WHAT THE TASK ASKS:
Reproduce the material below verbatim, from the line with "label=window mullion action=locate" up to and including the line with "[75,212,307,281]".

*** AVAILABLE RECORDS

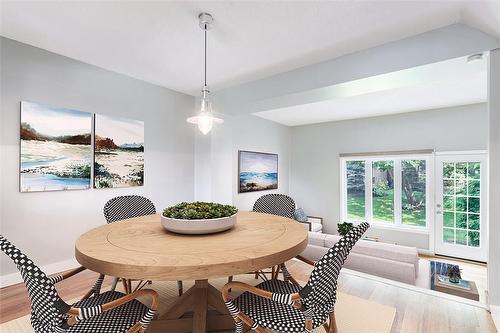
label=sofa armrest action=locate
[297,221,312,231]
[307,215,323,225]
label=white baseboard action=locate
[490,304,500,331]
[0,259,80,288]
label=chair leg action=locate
[328,312,338,333]
[111,277,118,291]
[177,281,183,296]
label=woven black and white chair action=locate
[0,235,159,333]
[253,193,295,280]
[253,193,295,219]
[104,195,183,296]
[222,222,370,333]
[104,195,156,223]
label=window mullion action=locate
[394,159,403,225]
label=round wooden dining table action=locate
[75,212,307,333]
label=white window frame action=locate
[340,153,434,234]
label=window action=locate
[443,162,481,247]
[341,155,430,228]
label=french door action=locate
[434,154,488,261]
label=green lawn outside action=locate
[347,190,425,226]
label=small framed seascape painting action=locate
[94,114,144,188]
[238,150,278,193]
[19,101,92,192]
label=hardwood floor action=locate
[287,261,497,333]
[0,260,497,333]
[0,270,113,324]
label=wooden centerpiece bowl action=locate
[161,201,238,235]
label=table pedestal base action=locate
[148,280,234,333]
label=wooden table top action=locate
[75,212,307,281]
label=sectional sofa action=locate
[302,232,419,285]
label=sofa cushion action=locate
[309,232,328,246]
[309,232,419,274]
[301,244,417,285]
[311,223,323,233]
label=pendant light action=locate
[186,13,224,135]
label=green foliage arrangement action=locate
[337,222,352,236]
[163,201,238,220]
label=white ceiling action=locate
[0,0,500,94]
[254,58,487,126]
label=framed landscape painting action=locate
[94,114,144,188]
[238,150,278,193]
[19,101,92,192]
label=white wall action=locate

******

RESPONSE:
label=window mullion action=locate
[394,159,403,225]
label=round wooden dining table action=locate
[75,212,307,333]
label=white window frame action=locate
[340,153,434,234]
label=window action=locate
[443,162,481,247]
[341,155,430,228]
label=french door action=locate
[434,154,488,261]
label=green lawn outside action=locate
[347,190,425,226]
label=small framed seascape painting action=locate
[94,114,144,188]
[238,150,278,193]
[19,101,92,192]
label=hardwood floor action=locate
[287,261,497,333]
[0,260,497,333]
[0,270,113,324]
label=wooden centerpiece bowl action=locate
[161,201,238,235]
label=table pedestal base action=locate
[148,280,234,333]
label=wooden table top action=locate
[75,212,307,281]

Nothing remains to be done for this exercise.